▶ _TASK DATA_
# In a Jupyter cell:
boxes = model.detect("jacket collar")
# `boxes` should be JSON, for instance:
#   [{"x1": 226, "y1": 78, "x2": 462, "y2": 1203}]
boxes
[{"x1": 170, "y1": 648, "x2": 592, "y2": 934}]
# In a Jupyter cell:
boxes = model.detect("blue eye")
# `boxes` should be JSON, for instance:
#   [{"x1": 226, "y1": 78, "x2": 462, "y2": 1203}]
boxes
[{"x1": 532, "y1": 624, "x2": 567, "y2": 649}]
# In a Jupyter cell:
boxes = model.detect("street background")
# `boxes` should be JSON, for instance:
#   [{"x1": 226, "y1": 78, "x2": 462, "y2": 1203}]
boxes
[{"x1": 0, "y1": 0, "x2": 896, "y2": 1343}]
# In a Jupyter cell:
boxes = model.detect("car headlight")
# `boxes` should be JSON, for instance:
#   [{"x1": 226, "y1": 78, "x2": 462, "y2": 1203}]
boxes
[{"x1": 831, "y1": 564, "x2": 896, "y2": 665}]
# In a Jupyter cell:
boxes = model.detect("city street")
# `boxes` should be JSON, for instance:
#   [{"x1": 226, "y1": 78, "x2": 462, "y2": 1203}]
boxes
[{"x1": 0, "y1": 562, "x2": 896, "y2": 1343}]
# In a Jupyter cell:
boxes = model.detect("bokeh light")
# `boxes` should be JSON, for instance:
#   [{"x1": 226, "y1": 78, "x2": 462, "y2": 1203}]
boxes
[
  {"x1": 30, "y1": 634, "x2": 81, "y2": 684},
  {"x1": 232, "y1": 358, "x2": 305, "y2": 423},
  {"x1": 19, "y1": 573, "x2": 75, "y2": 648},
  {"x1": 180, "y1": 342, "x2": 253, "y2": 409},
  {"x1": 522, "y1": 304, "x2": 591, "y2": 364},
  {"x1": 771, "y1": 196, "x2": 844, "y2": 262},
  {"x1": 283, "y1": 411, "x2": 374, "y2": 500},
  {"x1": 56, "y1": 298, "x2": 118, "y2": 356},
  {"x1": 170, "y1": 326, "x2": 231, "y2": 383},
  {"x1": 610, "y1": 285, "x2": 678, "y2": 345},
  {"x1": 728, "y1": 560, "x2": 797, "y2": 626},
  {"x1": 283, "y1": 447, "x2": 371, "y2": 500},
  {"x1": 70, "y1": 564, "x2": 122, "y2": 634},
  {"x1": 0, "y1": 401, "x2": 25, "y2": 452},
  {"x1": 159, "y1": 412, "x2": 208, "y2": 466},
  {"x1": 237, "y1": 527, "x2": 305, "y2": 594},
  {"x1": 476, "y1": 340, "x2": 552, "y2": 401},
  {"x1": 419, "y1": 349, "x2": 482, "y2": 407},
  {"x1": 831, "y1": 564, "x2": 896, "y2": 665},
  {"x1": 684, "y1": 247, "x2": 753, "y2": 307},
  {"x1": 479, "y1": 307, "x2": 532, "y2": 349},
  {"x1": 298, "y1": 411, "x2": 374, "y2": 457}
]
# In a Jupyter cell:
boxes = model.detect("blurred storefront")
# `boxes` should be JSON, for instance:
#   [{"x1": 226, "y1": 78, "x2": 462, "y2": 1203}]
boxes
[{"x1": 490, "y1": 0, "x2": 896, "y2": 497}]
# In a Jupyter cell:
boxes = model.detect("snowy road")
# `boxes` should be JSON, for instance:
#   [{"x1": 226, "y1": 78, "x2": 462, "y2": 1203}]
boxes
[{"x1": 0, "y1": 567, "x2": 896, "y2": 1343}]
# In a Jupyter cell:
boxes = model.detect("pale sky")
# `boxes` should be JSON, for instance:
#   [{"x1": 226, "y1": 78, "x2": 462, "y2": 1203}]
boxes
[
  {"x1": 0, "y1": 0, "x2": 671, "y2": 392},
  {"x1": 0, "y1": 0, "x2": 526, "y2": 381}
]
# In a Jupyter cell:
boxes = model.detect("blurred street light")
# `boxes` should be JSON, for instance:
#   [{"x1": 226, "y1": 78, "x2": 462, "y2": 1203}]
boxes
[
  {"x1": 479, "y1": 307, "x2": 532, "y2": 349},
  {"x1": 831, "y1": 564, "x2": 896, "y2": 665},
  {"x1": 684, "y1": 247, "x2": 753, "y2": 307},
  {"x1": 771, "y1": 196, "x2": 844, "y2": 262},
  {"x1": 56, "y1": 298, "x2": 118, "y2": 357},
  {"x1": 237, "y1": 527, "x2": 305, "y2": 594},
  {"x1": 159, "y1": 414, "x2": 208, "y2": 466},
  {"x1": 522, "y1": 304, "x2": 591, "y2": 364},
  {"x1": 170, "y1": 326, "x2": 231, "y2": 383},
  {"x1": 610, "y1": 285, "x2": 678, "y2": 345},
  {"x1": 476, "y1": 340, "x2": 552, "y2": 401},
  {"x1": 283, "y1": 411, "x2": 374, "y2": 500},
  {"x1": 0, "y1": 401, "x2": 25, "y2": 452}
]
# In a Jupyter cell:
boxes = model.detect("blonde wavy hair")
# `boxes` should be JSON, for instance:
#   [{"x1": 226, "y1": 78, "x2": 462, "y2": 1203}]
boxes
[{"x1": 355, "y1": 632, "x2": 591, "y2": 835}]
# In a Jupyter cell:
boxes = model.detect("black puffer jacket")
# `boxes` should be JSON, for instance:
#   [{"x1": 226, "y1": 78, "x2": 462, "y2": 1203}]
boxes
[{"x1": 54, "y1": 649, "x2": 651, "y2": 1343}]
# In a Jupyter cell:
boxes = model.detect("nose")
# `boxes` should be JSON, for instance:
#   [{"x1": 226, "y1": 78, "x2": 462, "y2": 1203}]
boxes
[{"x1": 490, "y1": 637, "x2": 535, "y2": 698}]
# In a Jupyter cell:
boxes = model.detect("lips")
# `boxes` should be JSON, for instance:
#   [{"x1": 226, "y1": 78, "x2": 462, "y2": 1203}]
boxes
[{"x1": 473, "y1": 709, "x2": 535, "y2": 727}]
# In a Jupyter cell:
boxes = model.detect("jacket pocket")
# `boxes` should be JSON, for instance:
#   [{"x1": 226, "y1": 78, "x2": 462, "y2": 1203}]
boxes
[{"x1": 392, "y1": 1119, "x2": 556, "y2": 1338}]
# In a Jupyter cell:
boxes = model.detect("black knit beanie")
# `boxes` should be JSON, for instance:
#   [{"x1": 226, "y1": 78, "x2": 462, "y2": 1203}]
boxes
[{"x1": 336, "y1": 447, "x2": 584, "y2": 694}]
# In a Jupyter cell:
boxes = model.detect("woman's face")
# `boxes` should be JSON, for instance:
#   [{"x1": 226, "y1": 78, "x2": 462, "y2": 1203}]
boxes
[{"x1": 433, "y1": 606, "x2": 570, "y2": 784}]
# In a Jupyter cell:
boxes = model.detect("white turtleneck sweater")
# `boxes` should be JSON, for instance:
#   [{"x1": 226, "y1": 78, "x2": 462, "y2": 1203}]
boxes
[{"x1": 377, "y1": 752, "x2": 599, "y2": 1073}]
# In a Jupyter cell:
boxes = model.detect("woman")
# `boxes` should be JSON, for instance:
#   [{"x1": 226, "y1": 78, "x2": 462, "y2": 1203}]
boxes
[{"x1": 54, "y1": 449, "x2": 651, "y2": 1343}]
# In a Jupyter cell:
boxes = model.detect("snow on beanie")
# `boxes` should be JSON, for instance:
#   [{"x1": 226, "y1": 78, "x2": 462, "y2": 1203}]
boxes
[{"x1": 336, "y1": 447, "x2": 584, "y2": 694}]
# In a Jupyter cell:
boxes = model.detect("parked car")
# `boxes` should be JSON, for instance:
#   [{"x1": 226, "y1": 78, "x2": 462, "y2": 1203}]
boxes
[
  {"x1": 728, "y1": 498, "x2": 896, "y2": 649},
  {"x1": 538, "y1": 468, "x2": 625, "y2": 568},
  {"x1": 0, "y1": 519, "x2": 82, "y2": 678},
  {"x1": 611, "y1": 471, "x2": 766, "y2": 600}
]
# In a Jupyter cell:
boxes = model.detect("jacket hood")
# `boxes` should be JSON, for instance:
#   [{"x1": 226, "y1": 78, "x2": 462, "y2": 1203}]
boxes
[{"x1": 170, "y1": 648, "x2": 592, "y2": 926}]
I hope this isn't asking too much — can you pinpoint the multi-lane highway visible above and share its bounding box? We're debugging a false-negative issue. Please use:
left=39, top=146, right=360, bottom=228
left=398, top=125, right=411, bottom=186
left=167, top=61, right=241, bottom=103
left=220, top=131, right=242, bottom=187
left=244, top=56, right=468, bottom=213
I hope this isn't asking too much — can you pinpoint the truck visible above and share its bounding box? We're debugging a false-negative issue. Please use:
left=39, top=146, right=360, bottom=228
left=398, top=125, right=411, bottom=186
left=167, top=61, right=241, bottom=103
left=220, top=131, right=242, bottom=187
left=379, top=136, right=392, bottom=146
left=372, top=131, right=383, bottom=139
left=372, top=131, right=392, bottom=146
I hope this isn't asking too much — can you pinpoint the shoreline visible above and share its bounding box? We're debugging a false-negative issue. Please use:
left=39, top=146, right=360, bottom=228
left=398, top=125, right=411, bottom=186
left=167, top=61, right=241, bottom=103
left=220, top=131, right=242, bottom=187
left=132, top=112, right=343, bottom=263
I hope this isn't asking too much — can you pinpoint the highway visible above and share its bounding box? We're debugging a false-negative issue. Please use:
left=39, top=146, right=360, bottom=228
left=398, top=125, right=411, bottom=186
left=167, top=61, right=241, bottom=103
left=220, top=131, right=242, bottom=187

▶ _WHAT TO WORK ON_
Locate every line in the items above that contains the string "issue", and copy each of those lines. Case counts.

▶ _EXPECTED ANSWER_
I hope this isn't asking too much — can you pinpoint the multi-lane highway visible above and share its bounding box? We're debugging a false-negative issue. Please use:
I hope this isn't asking too much — can you pinpoint the truck visible above and share its bounding box? We're debugging a false-negative issue. Please use:
I hope this isn't asking too much — can you pinpoint the shoreline visible above and share its bounding box? We're debugging a false-negative issue. Please use:
I hope this isn't asking too much — can you pinpoint the highway visible above and share its bounding box? We're debugging a false-negative issue. Please use:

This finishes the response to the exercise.